In the passage on fascism below, what does the creation of enemies invariably involve?

+++ Document text

What I failed to emphasize then — perhaps because I thought it went without saying (but it certainly needs to be said today) — is that fascism is almost by definition deadly. It needs enemies on whom it can focus the steaming rage of its adherents and it is quite content for that rage to lead to literal extermination campaigns.
The creation of such enemies invariably involves a process of rhetorical dehumanization. In fascist propaganda, target groups cease to be actual people, becoming instead vermin, viruses, human garbage, communists, Marxists, terrorists, or in the case of the present attacks on LGBT people, pedophiles and groomers. As fascist movements develop, they bring underground streams of hatred into the light of “legitimate” political discourse.
All those decades ago, I suggested that the Christian fundamentalists represented an incipient fascist force. I think it’s fair to say that today’s Make America Great Again crew has inherited that mantle, successfully incorporating right-wing Christianity into a larger proto-fascist movement. All the elements of classic fascism now lurk there: adulation of the leader, subordination of the individual to the larger movement, an appeal to mythical past glories, a not-so-subtle embrace of white supremacy, and discomfort with anything or anyone threatening the “natural” order of men and women. You have only to watch a video of a Trump rally to see that his is a mass (even if not a majority) movement.

++++++
+++ Record excerpts

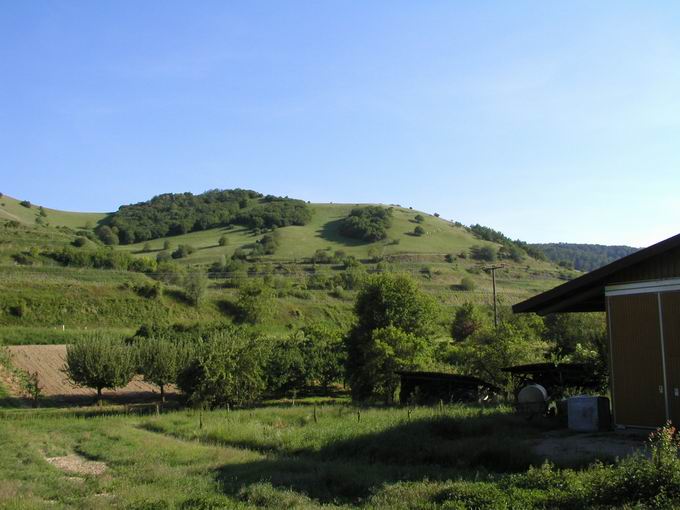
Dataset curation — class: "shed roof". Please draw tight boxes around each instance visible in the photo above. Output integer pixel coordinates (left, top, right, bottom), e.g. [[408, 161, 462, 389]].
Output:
[[512, 234, 680, 315]]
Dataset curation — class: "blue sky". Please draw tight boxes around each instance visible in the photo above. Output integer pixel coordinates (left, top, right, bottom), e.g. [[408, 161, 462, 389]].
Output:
[[0, 0, 680, 246]]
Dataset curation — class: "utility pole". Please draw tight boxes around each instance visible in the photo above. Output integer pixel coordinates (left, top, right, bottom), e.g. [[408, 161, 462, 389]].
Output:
[[484, 265, 503, 328]]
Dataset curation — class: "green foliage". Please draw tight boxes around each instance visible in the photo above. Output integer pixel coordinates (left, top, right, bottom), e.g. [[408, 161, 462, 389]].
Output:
[[184, 271, 208, 306], [172, 244, 196, 259], [106, 189, 312, 244], [340, 206, 392, 242], [346, 273, 435, 400], [65, 333, 136, 400], [177, 328, 268, 407], [135, 337, 191, 400], [236, 279, 274, 324], [454, 315, 548, 386], [529, 243, 638, 271], [470, 245, 498, 262], [73, 237, 87, 248], [460, 276, 477, 292], [451, 303, 491, 342], [96, 225, 119, 246]]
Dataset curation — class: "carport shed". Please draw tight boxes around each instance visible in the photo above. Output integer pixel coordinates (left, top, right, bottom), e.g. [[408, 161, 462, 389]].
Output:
[[513, 235, 680, 427]]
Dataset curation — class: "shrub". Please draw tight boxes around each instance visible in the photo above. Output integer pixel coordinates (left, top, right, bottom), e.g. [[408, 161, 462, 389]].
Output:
[[72, 236, 87, 248], [172, 244, 196, 259], [184, 271, 208, 306], [460, 276, 477, 292], [237, 279, 274, 324], [470, 245, 498, 262], [65, 333, 136, 401]]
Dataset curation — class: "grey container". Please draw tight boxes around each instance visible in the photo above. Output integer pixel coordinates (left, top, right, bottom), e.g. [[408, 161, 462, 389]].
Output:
[[567, 395, 612, 432]]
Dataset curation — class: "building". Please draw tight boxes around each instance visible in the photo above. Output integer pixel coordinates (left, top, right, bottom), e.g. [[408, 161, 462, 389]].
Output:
[[513, 235, 680, 427]]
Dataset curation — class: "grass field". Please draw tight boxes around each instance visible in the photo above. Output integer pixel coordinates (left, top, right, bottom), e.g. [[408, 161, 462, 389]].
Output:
[[0, 195, 107, 230], [0, 403, 666, 509]]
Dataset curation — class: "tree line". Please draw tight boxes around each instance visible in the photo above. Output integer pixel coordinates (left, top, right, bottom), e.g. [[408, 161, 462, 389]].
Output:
[[96, 189, 312, 245]]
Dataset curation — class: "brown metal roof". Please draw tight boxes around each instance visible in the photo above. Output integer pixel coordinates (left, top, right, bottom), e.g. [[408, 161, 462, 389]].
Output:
[[512, 234, 680, 315]]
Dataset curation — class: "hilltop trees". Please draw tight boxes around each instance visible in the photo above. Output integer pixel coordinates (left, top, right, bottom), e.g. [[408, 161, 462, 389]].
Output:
[[98, 189, 312, 244], [340, 206, 392, 242], [65, 333, 136, 401], [346, 273, 435, 401]]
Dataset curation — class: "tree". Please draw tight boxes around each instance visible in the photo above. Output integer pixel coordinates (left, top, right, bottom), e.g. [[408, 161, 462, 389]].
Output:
[[177, 327, 268, 407], [460, 276, 476, 291], [135, 337, 190, 402], [97, 225, 119, 246], [172, 244, 196, 259], [451, 303, 489, 342], [184, 271, 208, 306], [237, 279, 274, 324], [346, 273, 435, 400], [65, 333, 136, 402], [363, 326, 432, 403], [470, 245, 498, 262]]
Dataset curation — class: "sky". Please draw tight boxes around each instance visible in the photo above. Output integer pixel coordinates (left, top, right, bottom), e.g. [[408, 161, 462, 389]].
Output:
[[0, 0, 680, 246]]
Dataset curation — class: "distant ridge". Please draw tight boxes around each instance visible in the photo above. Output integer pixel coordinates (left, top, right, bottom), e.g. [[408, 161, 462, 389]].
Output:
[[530, 243, 639, 272]]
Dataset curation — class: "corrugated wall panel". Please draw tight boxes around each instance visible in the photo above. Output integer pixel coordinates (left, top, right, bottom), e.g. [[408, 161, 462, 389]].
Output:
[[661, 292, 680, 425], [608, 294, 666, 427]]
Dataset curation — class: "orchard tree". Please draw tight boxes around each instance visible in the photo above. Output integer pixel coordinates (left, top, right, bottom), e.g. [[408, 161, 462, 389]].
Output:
[[65, 333, 136, 402], [136, 337, 190, 402], [177, 327, 269, 407], [346, 273, 435, 400]]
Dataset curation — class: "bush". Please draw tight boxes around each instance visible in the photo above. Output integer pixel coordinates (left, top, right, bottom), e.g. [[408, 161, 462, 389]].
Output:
[[470, 245, 498, 262], [65, 333, 136, 401], [460, 276, 477, 291], [237, 279, 274, 324], [184, 271, 208, 306], [172, 244, 196, 259]]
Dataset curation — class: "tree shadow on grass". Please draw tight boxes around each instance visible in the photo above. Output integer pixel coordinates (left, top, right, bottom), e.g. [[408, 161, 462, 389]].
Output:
[[209, 410, 564, 504]]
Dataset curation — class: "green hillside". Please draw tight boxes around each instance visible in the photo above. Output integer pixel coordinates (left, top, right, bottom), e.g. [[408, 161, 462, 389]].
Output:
[[0, 191, 575, 342], [0, 195, 107, 229]]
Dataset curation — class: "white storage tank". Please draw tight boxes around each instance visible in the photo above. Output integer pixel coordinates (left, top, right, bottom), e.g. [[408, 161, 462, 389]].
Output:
[[567, 395, 611, 432]]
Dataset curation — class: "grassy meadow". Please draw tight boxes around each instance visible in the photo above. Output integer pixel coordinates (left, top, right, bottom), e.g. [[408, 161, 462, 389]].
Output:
[[0, 401, 680, 510]]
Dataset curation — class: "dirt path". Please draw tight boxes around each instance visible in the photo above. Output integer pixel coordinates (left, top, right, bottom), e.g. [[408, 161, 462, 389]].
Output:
[[6, 345, 172, 400]]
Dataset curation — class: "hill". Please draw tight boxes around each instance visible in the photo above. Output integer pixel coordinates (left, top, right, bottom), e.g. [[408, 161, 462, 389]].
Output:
[[530, 243, 639, 272], [0, 190, 574, 343]]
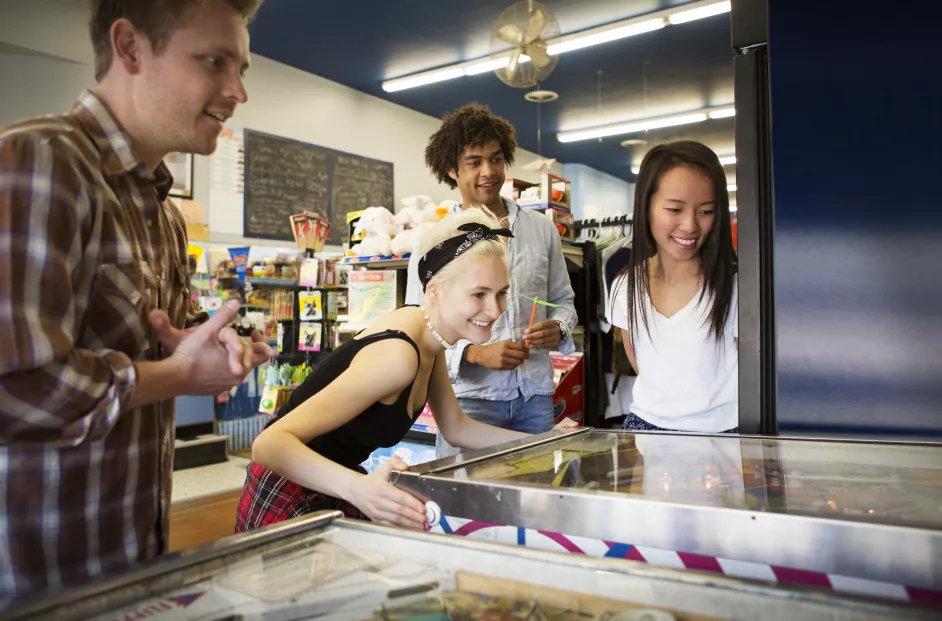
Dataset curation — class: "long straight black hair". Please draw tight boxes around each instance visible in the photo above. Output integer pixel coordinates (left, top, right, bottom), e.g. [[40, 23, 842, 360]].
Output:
[[621, 141, 737, 341]]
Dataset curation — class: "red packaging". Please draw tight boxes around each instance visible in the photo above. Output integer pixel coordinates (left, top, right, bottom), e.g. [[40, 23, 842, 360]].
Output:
[[550, 354, 585, 425]]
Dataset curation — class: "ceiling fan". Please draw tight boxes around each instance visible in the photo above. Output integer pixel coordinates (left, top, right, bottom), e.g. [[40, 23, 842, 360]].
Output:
[[491, 0, 559, 88]]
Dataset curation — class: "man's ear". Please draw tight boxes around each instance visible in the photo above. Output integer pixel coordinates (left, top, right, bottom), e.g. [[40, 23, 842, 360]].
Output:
[[110, 18, 149, 75]]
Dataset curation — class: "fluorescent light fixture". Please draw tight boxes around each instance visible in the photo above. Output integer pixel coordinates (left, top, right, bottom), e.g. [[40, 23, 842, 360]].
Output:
[[710, 108, 736, 119], [546, 19, 666, 55], [464, 57, 510, 75], [556, 112, 707, 142], [556, 106, 729, 142], [667, 0, 730, 25], [383, 67, 464, 93], [383, 0, 730, 93]]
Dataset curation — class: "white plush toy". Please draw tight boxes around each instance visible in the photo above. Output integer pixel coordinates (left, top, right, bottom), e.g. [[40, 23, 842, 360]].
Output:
[[391, 205, 421, 255], [350, 207, 397, 257], [392, 196, 442, 255]]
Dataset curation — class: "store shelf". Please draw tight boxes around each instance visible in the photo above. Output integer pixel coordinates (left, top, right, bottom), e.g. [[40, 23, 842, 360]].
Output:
[[341, 258, 409, 270], [245, 276, 298, 287]]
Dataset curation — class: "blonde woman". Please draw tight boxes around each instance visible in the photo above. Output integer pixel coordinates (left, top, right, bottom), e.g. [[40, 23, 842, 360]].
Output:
[[236, 209, 571, 531]]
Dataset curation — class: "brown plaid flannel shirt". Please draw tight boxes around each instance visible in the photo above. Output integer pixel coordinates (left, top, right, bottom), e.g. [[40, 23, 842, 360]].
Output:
[[0, 91, 191, 599]]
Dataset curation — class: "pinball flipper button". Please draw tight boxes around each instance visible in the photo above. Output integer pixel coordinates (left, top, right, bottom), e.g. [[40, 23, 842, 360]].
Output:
[[425, 500, 442, 528]]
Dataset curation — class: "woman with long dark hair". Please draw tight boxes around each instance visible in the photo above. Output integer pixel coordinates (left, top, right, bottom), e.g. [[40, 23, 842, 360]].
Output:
[[611, 141, 739, 433]]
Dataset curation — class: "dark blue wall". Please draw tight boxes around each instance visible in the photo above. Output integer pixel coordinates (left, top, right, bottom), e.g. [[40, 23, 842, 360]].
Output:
[[769, 0, 942, 435]]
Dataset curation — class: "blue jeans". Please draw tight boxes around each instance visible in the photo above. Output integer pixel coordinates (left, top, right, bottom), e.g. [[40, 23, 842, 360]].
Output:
[[435, 392, 553, 459]]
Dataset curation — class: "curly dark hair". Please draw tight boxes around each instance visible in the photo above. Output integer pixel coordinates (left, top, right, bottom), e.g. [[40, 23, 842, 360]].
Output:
[[425, 103, 517, 190]]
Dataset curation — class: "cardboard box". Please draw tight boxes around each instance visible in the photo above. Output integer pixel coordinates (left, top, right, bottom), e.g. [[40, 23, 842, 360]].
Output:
[[550, 353, 585, 425], [543, 208, 576, 242], [186, 222, 209, 241]]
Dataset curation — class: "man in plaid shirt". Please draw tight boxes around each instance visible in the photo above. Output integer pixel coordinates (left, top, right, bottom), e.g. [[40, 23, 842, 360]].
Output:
[[0, 0, 272, 602]]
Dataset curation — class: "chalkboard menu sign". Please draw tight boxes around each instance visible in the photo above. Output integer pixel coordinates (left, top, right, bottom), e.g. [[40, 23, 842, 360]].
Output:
[[244, 130, 394, 244], [328, 153, 395, 244]]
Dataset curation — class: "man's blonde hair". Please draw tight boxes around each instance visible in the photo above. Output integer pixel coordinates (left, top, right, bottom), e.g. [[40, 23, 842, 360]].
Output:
[[88, 0, 264, 82]]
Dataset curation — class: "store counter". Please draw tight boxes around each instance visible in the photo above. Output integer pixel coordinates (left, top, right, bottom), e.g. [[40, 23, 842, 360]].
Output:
[[170, 456, 249, 551], [397, 429, 942, 605], [3, 512, 932, 621]]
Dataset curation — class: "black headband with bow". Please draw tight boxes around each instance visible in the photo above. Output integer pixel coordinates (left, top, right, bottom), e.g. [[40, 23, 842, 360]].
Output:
[[419, 222, 514, 291]]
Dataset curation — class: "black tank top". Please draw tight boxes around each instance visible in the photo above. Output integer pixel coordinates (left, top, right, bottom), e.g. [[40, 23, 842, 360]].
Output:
[[266, 330, 431, 472]]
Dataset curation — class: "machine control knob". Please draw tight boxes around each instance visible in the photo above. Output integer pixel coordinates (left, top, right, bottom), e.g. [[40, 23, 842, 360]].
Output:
[[425, 500, 442, 528]]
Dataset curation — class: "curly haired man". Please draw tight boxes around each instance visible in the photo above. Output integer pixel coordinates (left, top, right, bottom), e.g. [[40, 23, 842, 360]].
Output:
[[406, 104, 577, 458]]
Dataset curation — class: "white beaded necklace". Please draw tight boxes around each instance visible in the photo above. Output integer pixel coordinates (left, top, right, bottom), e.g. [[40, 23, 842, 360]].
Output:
[[419, 306, 454, 349]]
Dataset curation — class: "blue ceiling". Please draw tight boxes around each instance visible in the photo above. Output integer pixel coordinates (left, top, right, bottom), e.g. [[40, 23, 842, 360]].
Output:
[[251, 0, 734, 180]]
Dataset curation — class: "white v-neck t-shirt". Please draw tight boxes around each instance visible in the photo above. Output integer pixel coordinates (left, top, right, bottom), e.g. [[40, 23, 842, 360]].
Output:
[[611, 274, 739, 432]]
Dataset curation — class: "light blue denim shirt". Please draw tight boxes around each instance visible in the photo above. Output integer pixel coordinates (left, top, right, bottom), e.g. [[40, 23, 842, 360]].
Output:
[[406, 199, 577, 401]]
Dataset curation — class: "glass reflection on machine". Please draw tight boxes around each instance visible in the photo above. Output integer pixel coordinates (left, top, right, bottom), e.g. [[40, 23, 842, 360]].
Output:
[[434, 430, 942, 529]]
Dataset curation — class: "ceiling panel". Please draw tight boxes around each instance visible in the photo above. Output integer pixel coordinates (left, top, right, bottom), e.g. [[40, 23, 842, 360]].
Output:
[[252, 0, 733, 179]]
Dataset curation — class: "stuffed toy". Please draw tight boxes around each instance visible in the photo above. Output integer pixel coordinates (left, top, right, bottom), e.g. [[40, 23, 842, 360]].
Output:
[[350, 207, 398, 257], [392, 196, 441, 255]]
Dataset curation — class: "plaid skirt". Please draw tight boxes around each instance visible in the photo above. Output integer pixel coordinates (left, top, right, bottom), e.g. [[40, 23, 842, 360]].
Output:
[[235, 462, 368, 533]]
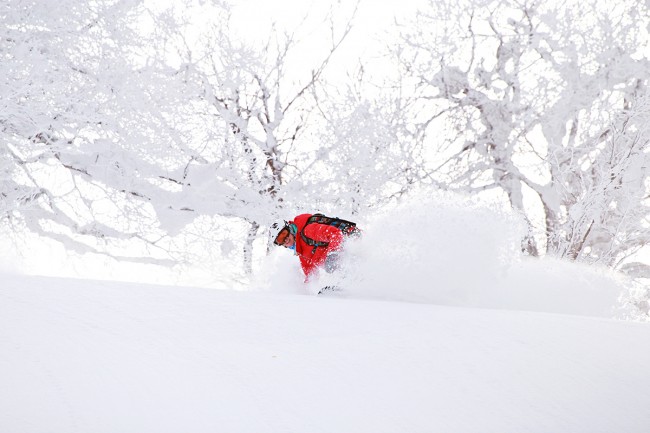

++++++

* _Your solution_
A process of rhetorical dehumanization.